What is being asked ▸
Arrange every line of the items below as a Markdown table with the columns No. and Text, numbering the rows in order and skipping blank lines. Leave the pictures out of the table.

Dataset rows ▸
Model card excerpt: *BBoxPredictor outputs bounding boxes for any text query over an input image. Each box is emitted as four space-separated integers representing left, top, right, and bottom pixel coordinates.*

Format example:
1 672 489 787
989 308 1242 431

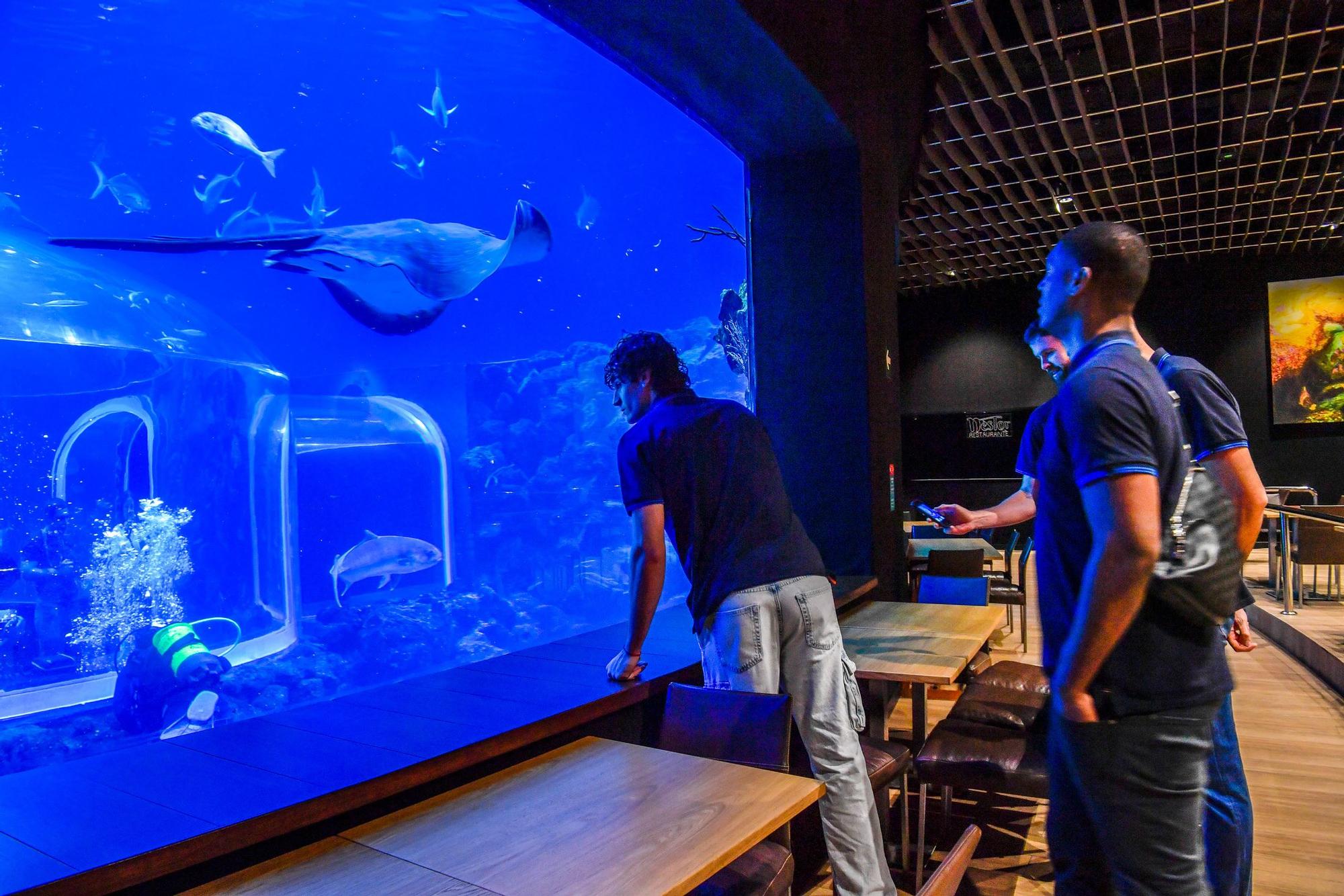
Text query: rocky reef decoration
714 281 751 392
69 498 192 672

The solution ▸
| No. | Text |
|---|---|
| 1 | Model card excerpt: *BBoxPredictor outputs bounding boxes for any text query over an input image. Each box is emitted as four space-separated integers representing left, top, right, and bottom pixel coordinates.* |
| 2 | Format example: |
| 3 | 1 672 489 787 |
| 4 | 989 308 1242 431 |
| 5 | Text query: rocky reef decoration |
| 6 | 714 281 751 392 |
| 7 | 69 498 192 672 |